*Aim of the task:*
Reproduce everything from the line containing "Expected: for every instance of the dog leg" down to the line containing "x=639 y=562", both ends included, and shift each x and y coordinate in the answers up by 148. Leave every other line in the items out.

*Provided records:*
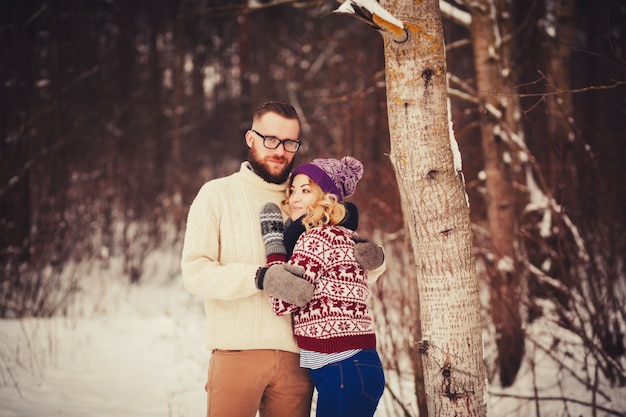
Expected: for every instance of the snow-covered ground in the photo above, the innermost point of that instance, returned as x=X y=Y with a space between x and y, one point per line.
x=137 y=350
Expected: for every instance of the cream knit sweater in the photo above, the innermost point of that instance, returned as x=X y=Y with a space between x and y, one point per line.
x=222 y=250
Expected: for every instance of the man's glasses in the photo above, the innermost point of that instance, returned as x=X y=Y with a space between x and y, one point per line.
x=270 y=142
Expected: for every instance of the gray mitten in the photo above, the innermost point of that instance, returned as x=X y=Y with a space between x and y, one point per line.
x=367 y=253
x=285 y=281
x=272 y=229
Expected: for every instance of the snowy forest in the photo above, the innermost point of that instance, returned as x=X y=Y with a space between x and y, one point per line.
x=113 y=113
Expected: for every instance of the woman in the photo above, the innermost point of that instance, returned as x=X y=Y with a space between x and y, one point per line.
x=334 y=329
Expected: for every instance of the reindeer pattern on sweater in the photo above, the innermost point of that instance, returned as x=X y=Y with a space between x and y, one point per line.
x=337 y=318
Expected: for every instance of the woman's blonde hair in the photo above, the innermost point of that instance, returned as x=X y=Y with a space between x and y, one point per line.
x=325 y=210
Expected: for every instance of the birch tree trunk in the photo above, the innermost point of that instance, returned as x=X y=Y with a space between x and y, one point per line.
x=437 y=212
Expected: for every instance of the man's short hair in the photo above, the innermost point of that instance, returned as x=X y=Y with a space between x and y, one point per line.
x=281 y=108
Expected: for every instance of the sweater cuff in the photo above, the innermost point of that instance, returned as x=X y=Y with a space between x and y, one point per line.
x=260 y=275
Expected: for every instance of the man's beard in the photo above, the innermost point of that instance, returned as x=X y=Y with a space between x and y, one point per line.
x=259 y=167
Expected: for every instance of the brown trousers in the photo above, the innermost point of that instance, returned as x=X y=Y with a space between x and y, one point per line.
x=240 y=382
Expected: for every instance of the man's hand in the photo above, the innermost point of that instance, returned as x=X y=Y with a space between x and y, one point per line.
x=367 y=253
x=285 y=281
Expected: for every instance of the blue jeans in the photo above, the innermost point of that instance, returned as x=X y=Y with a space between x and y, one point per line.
x=351 y=387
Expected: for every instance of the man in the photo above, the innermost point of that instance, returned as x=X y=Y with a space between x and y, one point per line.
x=254 y=363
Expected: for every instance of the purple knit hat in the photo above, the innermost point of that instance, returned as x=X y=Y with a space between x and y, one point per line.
x=333 y=176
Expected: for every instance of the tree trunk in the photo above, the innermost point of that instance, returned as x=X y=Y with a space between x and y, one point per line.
x=437 y=212
x=498 y=128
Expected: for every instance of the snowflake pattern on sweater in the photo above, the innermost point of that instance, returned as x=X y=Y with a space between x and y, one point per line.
x=337 y=317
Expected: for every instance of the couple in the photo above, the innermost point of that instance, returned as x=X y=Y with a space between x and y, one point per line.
x=310 y=274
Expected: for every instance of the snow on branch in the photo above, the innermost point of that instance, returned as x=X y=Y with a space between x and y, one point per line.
x=376 y=16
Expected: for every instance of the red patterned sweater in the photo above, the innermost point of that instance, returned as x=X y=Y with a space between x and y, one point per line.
x=337 y=317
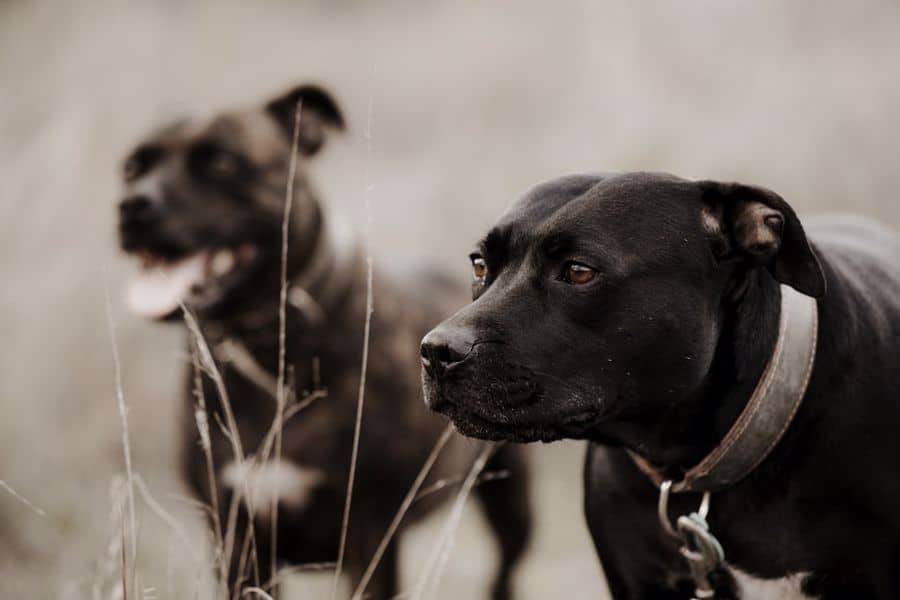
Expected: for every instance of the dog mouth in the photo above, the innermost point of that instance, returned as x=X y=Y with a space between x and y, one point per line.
x=517 y=427
x=198 y=279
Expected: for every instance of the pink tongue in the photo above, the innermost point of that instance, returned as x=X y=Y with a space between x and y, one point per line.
x=157 y=291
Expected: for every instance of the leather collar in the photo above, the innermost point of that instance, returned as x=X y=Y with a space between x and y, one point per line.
x=770 y=410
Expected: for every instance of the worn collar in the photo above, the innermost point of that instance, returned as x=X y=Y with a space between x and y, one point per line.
x=770 y=410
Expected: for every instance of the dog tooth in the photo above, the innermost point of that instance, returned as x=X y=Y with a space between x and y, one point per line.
x=222 y=262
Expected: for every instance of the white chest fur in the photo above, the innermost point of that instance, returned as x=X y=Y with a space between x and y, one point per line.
x=752 y=588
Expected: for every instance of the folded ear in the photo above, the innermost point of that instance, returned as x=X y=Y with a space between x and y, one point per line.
x=759 y=226
x=318 y=112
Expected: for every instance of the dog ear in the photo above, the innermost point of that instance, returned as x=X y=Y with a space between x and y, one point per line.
x=318 y=111
x=758 y=225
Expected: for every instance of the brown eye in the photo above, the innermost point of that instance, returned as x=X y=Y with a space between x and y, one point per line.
x=479 y=268
x=578 y=274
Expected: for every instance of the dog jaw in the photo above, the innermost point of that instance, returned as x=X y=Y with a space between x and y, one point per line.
x=161 y=286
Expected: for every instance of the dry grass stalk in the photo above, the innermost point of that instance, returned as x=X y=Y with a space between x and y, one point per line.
x=354 y=453
x=208 y=365
x=440 y=552
x=201 y=416
x=281 y=398
x=22 y=498
x=411 y=495
x=167 y=518
x=123 y=416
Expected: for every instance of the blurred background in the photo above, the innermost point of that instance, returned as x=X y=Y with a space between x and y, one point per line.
x=472 y=103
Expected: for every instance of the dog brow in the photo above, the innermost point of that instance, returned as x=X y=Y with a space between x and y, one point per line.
x=495 y=241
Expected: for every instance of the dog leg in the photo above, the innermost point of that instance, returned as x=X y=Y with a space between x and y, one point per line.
x=507 y=508
x=385 y=581
x=639 y=562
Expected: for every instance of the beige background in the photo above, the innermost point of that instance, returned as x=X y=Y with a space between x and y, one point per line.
x=472 y=102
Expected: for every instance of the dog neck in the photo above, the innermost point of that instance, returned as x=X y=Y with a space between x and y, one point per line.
x=690 y=430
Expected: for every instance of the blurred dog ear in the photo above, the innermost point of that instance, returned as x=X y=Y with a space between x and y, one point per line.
x=318 y=112
x=757 y=225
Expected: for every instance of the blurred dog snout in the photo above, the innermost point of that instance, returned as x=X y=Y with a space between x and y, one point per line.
x=136 y=208
x=445 y=347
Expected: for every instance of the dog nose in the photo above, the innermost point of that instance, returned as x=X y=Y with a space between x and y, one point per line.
x=443 y=348
x=135 y=207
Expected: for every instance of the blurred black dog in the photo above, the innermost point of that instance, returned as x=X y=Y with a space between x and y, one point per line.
x=660 y=319
x=203 y=210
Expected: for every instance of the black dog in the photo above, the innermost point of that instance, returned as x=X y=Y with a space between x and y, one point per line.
x=640 y=312
x=203 y=209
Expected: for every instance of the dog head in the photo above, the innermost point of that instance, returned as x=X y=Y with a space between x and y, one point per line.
x=203 y=203
x=599 y=299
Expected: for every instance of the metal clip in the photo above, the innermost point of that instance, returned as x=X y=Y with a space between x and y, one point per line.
x=699 y=547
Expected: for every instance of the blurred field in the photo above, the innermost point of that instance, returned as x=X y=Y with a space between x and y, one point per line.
x=472 y=103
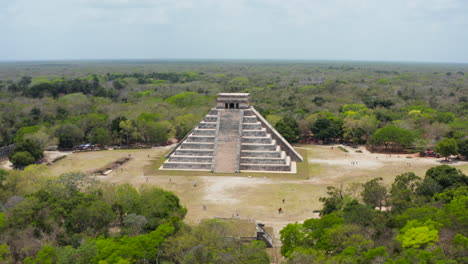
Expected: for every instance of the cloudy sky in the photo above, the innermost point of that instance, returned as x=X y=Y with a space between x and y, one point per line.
x=377 y=30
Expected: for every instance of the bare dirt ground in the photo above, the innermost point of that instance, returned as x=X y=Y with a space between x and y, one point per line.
x=257 y=197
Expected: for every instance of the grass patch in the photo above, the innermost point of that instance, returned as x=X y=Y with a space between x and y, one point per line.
x=343 y=149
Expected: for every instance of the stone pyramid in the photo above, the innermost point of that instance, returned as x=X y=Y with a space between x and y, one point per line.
x=233 y=137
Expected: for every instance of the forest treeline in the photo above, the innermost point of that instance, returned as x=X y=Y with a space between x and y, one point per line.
x=75 y=219
x=415 y=220
x=388 y=107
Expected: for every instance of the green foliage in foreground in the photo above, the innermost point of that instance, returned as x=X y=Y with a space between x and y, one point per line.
x=75 y=219
x=415 y=228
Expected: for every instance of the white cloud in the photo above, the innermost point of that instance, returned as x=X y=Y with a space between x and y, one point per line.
x=321 y=29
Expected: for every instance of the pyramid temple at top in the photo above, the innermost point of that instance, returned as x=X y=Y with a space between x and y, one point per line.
x=233 y=137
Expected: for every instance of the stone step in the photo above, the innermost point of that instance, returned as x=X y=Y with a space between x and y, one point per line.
x=213 y=112
x=227 y=142
x=251 y=160
x=249 y=112
x=254 y=126
x=193 y=159
x=187 y=165
x=254 y=133
x=197 y=145
x=265 y=167
x=205 y=139
x=263 y=154
x=204 y=132
x=268 y=147
x=194 y=152
x=250 y=119
x=210 y=118
x=210 y=125
x=257 y=140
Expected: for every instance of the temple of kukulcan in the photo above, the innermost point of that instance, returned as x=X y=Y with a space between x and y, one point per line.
x=231 y=138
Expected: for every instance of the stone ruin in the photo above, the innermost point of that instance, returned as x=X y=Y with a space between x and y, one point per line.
x=233 y=137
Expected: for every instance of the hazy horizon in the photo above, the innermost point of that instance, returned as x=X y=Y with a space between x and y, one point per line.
x=413 y=31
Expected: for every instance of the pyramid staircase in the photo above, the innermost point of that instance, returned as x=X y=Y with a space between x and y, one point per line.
x=233 y=140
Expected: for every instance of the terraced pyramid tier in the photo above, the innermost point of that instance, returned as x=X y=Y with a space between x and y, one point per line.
x=231 y=139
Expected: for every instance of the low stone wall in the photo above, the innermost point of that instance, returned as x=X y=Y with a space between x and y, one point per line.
x=211 y=125
x=194 y=152
x=210 y=118
x=250 y=119
x=254 y=133
x=256 y=126
x=250 y=160
x=196 y=159
x=204 y=139
x=204 y=132
x=267 y=154
x=263 y=167
x=195 y=166
x=256 y=140
x=269 y=147
x=197 y=146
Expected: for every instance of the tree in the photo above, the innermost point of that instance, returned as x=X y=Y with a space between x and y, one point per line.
x=100 y=135
x=335 y=200
x=440 y=178
x=69 y=135
x=183 y=124
x=25 y=153
x=129 y=130
x=463 y=147
x=21 y=159
x=392 y=135
x=403 y=191
x=374 y=193
x=447 y=147
x=327 y=128
x=30 y=146
x=288 y=128
x=416 y=234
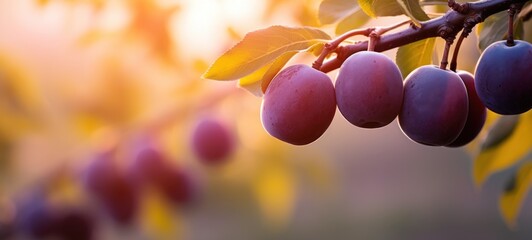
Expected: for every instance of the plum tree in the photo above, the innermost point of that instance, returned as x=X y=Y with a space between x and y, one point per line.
x=111 y=188
x=151 y=168
x=35 y=217
x=298 y=105
x=40 y=219
x=74 y=223
x=369 y=89
x=435 y=106
x=476 y=115
x=212 y=140
x=503 y=78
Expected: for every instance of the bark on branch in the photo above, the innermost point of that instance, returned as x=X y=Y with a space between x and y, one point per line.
x=447 y=25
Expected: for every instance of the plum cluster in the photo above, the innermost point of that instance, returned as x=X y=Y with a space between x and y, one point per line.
x=434 y=106
x=114 y=182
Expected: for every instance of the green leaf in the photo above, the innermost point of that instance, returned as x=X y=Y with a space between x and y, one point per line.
x=260 y=48
x=331 y=11
x=353 y=21
x=504 y=146
x=514 y=196
x=379 y=8
x=414 y=55
x=413 y=10
x=495 y=28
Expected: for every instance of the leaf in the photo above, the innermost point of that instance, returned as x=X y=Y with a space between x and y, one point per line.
x=258 y=81
x=331 y=11
x=498 y=133
x=503 y=149
x=414 y=55
x=413 y=10
x=379 y=8
x=514 y=196
x=495 y=28
x=275 y=192
x=19 y=99
x=353 y=21
x=157 y=218
x=260 y=48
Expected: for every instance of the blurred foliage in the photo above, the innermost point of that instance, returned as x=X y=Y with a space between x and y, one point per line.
x=113 y=71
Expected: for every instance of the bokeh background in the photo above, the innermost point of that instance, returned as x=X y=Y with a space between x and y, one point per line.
x=78 y=76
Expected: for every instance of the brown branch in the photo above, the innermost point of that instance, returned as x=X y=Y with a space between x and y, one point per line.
x=451 y=23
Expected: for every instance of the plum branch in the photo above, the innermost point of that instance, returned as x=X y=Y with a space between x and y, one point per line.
x=448 y=25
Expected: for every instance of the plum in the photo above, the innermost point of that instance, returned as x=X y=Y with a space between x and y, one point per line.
x=503 y=77
x=476 y=116
x=435 y=106
x=369 y=89
x=39 y=218
x=298 y=105
x=111 y=188
x=152 y=168
x=212 y=140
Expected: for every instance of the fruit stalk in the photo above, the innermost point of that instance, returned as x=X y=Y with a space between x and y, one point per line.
x=428 y=29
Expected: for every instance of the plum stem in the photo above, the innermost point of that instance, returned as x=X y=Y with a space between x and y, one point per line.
x=468 y=26
x=511 y=13
x=428 y=29
x=371 y=32
x=448 y=42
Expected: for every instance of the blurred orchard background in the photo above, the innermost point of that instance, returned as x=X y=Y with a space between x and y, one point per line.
x=80 y=77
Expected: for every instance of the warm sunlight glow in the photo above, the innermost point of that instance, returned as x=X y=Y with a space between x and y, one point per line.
x=202 y=25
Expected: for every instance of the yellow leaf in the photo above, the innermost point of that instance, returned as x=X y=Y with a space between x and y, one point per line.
x=262 y=77
x=260 y=48
x=157 y=218
x=19 y=101
x=506 y=152
x=512 y=199
x=275 y=191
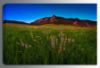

*Result for this exercise:*
Expected: for every instance of the dog leg in the photo above, the innermost point of that instance, returned as x=X y=Y with a space between x and y, one point per line.
x=655 y=656
x=533 y=729
x=787 y=710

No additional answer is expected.